To-do item> Starting at the beginning of the records and ending with the line that contains "511L342 497L344 561ZM340", write each line as one string in a JSON list, skipping any blank lines.

Data provided>
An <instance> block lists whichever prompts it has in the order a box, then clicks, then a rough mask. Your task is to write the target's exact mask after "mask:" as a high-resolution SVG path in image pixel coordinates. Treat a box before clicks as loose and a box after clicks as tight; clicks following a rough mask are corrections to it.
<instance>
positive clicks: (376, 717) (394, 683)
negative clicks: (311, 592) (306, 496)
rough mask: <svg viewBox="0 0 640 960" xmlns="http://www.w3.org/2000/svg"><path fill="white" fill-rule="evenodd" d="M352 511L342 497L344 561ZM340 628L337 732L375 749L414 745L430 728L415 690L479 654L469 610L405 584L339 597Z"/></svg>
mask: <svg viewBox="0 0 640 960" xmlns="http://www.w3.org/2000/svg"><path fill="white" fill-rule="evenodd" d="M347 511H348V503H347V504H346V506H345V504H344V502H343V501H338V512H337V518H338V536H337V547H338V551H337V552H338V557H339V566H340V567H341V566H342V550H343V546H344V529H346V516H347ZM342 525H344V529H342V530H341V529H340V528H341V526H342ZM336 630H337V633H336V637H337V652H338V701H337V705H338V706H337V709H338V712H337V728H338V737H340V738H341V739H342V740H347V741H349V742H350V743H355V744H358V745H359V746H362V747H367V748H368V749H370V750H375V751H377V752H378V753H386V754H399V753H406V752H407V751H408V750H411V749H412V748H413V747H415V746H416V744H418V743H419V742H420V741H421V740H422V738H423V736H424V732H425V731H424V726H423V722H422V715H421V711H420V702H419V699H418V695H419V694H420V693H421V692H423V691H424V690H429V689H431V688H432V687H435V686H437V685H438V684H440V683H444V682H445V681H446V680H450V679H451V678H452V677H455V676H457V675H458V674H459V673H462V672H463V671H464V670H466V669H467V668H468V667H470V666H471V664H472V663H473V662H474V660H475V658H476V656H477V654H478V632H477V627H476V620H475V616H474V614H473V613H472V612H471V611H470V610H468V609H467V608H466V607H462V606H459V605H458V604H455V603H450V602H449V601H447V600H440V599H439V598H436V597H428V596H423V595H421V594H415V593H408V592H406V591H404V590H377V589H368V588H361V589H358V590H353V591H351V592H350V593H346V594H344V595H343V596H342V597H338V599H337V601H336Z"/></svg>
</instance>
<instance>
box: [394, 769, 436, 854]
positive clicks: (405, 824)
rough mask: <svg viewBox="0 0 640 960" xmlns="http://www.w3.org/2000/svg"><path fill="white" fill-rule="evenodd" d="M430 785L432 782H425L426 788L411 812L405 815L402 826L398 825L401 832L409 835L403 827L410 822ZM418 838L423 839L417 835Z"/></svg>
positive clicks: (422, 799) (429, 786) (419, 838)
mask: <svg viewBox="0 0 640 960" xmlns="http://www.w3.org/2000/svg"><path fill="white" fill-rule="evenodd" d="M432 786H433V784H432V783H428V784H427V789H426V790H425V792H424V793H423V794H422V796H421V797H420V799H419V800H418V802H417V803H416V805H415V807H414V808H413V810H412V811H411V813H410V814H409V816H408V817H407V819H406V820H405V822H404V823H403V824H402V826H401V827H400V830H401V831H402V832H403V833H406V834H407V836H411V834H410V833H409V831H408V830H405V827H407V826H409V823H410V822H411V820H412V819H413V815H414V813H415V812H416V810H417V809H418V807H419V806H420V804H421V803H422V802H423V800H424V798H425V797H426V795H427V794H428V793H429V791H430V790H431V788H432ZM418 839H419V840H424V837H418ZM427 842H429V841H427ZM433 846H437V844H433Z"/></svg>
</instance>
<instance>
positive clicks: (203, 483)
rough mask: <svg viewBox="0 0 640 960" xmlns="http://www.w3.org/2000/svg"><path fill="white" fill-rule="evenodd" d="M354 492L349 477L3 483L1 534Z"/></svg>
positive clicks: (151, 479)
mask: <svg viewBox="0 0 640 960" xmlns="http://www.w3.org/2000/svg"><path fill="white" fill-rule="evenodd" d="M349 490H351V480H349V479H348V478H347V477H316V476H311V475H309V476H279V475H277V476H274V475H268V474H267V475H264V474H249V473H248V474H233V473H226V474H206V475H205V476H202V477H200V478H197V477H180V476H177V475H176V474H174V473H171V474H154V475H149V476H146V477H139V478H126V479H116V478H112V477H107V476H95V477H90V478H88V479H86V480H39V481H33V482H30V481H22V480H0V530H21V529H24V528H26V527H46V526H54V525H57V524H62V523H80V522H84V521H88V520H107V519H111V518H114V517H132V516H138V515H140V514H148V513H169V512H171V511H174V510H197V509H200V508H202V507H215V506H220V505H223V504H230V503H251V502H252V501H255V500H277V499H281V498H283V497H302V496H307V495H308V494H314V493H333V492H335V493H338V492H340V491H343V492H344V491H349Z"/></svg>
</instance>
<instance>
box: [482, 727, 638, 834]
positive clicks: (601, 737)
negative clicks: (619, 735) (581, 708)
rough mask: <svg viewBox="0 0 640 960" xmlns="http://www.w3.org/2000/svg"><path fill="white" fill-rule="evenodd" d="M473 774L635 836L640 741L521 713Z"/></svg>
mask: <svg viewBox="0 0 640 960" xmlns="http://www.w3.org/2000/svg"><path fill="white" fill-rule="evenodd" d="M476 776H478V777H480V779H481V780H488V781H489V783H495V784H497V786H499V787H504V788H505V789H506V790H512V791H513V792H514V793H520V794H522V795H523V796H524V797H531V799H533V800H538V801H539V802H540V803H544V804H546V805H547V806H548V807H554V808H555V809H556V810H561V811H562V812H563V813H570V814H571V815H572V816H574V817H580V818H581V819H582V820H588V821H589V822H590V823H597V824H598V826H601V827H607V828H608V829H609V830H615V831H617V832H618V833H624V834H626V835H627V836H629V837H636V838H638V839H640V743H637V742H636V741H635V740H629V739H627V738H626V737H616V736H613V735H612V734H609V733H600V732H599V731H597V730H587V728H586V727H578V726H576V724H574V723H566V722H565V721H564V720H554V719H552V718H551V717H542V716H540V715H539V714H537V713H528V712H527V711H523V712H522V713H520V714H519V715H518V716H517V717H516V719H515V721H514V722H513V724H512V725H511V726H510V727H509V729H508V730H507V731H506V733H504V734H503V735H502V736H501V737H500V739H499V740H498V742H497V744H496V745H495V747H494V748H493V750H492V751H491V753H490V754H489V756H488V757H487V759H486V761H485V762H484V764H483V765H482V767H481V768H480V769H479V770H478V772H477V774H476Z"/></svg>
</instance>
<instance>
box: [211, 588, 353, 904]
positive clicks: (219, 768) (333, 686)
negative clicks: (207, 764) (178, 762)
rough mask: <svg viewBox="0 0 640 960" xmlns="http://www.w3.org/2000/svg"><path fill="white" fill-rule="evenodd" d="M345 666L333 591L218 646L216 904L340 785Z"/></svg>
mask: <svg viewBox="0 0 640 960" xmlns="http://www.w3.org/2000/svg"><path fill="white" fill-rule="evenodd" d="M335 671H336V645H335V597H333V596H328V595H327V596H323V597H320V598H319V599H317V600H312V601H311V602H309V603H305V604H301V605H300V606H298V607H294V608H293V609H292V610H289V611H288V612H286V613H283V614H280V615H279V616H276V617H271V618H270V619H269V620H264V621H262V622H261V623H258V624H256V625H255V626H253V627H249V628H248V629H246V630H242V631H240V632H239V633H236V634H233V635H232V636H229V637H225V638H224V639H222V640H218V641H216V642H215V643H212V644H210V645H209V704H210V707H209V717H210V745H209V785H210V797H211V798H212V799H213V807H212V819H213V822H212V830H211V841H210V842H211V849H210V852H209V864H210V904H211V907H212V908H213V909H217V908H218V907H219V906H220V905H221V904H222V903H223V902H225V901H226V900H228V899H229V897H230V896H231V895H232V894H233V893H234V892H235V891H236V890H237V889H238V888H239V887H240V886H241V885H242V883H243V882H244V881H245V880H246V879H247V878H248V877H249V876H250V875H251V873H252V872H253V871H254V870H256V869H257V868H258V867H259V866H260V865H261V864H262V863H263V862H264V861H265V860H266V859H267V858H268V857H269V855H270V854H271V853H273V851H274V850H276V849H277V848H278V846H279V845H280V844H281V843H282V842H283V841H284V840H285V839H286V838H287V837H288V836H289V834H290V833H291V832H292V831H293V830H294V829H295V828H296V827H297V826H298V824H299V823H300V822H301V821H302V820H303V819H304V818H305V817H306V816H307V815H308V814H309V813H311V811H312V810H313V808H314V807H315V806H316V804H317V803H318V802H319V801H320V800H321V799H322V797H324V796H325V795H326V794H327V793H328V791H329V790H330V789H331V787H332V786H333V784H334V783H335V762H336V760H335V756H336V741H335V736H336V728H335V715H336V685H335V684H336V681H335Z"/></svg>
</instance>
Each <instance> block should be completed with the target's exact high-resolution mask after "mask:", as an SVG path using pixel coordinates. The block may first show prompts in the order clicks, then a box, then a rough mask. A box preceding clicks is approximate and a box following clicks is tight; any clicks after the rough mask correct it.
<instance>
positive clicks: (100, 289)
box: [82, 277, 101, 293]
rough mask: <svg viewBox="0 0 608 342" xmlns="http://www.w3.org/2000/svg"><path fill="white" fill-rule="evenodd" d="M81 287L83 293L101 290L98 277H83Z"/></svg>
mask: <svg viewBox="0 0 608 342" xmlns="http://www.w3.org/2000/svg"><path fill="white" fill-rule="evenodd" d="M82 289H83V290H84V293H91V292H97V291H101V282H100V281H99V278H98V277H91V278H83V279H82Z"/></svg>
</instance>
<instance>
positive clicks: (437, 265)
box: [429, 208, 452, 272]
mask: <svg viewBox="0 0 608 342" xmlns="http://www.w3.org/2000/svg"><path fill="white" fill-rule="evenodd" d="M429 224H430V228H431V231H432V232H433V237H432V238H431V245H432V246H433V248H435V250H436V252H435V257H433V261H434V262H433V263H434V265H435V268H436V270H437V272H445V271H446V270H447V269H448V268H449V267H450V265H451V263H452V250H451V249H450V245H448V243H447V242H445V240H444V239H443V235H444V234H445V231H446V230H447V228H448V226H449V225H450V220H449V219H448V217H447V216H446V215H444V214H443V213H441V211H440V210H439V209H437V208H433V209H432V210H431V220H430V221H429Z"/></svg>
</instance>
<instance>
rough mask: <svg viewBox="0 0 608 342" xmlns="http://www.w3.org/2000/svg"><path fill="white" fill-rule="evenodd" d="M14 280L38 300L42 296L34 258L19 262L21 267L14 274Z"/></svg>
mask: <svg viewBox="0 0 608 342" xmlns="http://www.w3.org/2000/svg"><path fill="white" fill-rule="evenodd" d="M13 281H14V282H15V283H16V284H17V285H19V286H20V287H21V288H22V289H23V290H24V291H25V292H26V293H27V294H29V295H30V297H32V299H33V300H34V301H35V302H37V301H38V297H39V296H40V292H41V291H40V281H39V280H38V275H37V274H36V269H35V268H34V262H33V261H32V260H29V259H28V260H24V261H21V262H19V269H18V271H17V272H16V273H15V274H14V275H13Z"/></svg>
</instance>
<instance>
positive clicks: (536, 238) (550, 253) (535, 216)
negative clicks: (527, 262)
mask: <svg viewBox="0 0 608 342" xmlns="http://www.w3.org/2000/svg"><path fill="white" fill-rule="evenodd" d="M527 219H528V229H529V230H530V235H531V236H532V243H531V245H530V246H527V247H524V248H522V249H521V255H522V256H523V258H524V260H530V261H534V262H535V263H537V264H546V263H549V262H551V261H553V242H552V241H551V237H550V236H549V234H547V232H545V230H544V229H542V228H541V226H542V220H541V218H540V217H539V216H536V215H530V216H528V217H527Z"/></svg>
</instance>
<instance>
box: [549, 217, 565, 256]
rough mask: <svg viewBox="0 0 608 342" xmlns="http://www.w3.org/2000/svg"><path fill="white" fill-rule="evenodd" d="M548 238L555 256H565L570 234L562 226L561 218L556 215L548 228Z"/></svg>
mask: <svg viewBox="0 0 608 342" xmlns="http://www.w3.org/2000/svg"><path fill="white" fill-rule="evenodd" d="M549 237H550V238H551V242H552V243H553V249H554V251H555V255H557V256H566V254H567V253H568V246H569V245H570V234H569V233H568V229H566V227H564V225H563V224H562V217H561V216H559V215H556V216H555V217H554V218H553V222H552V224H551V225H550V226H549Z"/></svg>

Task output>
[
  "An <instance> block lists whichever prompts it has in the order a box, then clicks, then a rough mask. Your task is to write the target's exact mask after \"mask:\" as a high-resolution SVG path in image pixel coordinates. Treat a box before clicks as loose and a box after clicks as tight; clicks following a rough mask are corrections to it.",
  "<instance>",
  "positive clicks: (376, 717) (394, 683)",
  "negative clicks: (311, 592) (306, 496)",
  "rough mask: <svg viewBox=\"0 0 640 960\" xmlns=\"http://www.w3.org/2000/svg\"><path fill=\"white\" fill-rule=\"evenodd\" d=\"M352 511L342 497L344 561ZM340 628L337 732L375 749L414 745L430 728L415 690L479 654L469 610L405 584L339 597Z\"/></svg>"
]